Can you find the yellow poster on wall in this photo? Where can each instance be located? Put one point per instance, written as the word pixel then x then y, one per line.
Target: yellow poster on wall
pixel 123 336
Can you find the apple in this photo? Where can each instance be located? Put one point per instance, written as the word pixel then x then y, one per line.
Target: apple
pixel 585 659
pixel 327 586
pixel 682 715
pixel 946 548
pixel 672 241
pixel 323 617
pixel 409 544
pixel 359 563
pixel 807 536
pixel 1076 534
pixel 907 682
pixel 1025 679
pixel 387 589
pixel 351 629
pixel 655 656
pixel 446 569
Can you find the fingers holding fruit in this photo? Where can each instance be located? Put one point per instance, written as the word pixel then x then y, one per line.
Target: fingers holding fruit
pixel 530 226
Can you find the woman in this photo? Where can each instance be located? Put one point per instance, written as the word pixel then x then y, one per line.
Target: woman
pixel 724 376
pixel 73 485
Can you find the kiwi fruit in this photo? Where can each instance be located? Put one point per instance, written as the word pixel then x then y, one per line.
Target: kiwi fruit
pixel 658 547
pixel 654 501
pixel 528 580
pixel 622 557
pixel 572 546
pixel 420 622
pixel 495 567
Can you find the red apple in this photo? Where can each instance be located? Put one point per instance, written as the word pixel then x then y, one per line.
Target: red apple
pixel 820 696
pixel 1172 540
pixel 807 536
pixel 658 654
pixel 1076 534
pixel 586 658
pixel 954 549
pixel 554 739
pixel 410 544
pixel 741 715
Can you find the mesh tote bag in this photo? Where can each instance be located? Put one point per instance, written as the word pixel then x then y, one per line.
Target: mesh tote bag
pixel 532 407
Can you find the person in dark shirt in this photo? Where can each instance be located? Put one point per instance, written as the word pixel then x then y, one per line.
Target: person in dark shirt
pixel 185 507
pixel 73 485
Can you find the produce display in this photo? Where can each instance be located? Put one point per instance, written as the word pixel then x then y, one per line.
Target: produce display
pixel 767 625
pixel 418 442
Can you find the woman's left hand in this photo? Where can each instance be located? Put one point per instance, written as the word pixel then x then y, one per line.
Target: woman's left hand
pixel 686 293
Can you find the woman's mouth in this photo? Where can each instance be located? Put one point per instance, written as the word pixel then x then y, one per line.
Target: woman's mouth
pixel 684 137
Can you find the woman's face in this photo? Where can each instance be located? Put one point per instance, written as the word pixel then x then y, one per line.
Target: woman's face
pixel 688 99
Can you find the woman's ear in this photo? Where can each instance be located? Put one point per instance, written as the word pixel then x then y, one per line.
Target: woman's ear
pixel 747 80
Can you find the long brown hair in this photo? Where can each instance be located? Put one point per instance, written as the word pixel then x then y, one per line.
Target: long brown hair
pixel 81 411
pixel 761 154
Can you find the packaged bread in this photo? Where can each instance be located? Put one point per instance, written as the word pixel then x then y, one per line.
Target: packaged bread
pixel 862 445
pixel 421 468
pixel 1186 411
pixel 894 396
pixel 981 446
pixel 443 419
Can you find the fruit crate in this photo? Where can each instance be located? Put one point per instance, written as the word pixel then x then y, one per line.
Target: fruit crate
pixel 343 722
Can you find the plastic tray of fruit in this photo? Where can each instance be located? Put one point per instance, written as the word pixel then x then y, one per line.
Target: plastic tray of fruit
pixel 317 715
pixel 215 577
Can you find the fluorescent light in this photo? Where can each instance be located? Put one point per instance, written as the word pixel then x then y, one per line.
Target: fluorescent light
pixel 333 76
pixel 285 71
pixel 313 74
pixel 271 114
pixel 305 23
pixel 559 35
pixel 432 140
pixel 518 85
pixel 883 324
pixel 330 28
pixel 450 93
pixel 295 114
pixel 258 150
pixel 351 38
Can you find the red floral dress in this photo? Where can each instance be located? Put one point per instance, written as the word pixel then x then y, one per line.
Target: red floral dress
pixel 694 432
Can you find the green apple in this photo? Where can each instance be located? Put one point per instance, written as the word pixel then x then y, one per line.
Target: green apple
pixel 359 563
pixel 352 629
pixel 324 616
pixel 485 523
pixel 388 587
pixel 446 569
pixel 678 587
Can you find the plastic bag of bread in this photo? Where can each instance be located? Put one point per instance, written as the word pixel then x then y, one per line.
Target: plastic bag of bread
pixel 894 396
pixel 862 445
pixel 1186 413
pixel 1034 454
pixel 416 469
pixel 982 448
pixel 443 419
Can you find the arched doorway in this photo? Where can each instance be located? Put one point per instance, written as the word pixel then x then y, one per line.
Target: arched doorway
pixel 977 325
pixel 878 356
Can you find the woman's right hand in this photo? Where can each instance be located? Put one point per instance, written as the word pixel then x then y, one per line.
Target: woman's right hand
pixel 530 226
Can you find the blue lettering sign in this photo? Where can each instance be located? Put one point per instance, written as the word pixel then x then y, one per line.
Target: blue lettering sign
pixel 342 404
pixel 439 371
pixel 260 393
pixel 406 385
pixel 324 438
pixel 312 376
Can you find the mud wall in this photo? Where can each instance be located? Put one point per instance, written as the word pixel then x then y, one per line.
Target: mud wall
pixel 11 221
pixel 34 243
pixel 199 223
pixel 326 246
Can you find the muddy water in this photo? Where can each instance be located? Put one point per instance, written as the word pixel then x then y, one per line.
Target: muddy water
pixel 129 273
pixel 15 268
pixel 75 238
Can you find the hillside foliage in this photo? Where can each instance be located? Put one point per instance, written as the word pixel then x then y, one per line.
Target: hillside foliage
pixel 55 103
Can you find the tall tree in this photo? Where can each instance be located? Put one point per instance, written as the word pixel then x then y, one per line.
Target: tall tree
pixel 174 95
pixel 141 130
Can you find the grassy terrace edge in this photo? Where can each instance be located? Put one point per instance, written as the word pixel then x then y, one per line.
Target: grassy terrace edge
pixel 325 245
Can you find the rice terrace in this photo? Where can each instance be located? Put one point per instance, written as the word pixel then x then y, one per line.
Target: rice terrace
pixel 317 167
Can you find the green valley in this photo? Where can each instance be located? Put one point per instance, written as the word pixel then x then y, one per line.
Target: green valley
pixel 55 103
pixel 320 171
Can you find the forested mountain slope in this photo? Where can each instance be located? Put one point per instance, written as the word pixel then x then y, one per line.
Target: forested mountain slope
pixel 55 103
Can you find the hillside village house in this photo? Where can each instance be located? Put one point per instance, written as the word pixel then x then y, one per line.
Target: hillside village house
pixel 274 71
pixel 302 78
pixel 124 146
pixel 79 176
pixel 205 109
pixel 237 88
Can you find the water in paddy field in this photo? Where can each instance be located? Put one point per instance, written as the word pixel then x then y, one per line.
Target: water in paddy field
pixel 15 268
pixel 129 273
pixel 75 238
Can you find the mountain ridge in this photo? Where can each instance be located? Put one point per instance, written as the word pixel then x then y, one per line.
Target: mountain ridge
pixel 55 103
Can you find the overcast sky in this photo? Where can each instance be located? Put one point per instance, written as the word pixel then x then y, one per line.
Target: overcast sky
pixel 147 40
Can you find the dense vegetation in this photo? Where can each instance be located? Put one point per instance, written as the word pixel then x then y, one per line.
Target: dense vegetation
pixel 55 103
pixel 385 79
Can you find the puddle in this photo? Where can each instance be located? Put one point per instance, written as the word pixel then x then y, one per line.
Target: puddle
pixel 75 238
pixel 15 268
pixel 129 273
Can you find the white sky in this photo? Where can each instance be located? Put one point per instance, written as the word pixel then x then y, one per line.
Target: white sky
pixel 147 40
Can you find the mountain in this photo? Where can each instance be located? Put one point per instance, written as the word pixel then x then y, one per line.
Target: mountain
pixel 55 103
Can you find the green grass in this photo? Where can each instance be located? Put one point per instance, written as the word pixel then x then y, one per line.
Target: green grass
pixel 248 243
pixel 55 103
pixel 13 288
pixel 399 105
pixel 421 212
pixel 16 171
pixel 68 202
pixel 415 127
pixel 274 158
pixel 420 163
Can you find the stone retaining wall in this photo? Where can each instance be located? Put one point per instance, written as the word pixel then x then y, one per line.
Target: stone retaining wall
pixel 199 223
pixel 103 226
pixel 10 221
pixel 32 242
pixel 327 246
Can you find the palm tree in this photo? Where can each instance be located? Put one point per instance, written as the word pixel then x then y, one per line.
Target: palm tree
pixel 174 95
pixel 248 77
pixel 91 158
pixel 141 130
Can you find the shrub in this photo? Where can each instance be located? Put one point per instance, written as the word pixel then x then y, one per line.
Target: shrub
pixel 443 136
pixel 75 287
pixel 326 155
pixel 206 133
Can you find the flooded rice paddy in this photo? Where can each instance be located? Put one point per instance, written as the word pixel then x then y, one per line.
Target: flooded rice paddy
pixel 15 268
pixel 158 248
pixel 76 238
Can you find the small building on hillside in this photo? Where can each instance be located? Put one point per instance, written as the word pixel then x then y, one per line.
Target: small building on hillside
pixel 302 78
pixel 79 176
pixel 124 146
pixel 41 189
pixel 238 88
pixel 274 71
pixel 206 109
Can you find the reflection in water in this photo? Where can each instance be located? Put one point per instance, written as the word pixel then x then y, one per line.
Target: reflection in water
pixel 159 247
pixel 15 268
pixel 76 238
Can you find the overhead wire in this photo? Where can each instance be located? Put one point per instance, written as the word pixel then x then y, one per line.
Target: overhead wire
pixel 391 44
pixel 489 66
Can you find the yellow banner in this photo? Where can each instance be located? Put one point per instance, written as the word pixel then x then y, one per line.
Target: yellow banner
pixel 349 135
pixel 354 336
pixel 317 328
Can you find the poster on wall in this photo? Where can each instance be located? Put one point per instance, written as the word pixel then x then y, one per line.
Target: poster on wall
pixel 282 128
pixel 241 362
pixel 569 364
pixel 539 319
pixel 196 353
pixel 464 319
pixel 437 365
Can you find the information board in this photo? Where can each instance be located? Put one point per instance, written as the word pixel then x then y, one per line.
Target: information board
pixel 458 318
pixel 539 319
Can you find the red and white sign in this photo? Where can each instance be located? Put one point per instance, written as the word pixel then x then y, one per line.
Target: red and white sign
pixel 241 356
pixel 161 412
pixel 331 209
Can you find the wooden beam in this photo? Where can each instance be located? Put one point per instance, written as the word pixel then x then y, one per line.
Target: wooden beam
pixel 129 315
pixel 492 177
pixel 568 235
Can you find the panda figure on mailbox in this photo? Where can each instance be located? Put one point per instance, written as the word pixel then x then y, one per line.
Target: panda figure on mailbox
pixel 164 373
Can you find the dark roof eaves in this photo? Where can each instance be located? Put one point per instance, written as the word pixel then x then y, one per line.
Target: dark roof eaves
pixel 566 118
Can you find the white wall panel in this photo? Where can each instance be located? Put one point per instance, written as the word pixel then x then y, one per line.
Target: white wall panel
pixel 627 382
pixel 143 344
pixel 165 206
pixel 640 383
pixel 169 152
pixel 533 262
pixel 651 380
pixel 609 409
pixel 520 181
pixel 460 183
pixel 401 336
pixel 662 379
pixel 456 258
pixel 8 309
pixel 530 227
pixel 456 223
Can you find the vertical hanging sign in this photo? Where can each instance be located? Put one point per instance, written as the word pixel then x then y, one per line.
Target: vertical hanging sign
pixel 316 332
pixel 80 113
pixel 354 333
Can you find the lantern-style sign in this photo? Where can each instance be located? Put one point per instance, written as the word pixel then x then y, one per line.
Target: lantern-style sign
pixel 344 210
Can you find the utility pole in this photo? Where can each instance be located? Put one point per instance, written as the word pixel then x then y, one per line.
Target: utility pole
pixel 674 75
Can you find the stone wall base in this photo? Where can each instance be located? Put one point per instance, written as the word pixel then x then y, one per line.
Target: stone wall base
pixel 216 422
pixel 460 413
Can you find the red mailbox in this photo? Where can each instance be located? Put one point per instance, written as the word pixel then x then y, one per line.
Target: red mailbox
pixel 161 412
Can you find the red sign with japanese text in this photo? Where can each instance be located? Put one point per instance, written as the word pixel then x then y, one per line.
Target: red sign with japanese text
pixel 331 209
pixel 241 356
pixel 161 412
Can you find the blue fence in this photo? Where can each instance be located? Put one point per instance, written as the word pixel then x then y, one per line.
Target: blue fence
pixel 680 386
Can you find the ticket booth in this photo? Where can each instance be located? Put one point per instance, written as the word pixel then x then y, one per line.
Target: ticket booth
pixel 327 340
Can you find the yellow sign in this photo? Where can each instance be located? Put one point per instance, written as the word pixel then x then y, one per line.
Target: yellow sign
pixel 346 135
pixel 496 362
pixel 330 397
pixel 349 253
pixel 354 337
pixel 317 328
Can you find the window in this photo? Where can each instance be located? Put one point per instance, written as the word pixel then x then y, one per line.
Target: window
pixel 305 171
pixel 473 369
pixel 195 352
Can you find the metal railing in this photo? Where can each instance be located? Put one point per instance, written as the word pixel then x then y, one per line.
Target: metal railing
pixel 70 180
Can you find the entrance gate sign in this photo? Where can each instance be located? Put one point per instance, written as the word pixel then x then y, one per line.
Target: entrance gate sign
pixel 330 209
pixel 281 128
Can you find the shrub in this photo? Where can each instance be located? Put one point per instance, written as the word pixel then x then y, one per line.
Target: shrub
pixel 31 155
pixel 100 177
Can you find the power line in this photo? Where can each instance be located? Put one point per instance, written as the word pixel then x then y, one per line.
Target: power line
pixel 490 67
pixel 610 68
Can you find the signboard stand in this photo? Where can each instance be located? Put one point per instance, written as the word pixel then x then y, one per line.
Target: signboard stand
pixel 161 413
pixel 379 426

========================================================================

**What needs to be done**
Reproduce only the lines above spanning from the line containing "Target: green grass" through the line containing "Can you find the small", word for word.

**Answer space**
Target: green grass
pixel 248 243
pixel 55 103
pixel 13 288
pixel 399 105
pixel 421 212
pixel 16 171
pixel 68 202
pixel 415 127
pixel 274 158
pixel 420 163
Can you find the stone retaining wall in this photo? Where can each instance be located? Put one point per instance, written as the word pixel then x then y, one per line.
Target: stone retaining wall
pixel 199 223
pixel 103 226
pixel 10 221
pixel 32 242
pixel 327 246
Can you find the palm tree in this photo? Where can each instance be located? Put one point per instance, written as the word pixel then x then y, one per line.
Target: palm tree
pixel 174 95
pixel 248 77
pixel 91 158
pixel 141 130
Can you find the shrub in this photo? Where can each instance be located? Put one point per instance, written as the word pixel then x then y, one per line.
Target: shrub
pixel 443 136
pixel 75 287
pixel 326 155
pixel 206 133
Can you find the flooded rice paddy in this photo? Where can each instance be located? Put one point per instance, written as the word pixel then x then y, one per line.
Target: flooded rice paddy
pixel 15 268
pixel 158 248
pixel 76 238
Can you find the small building on hillside in this photo? Where can each instance be located? Put one point per instance, written as the word pixel then x then y, one per line.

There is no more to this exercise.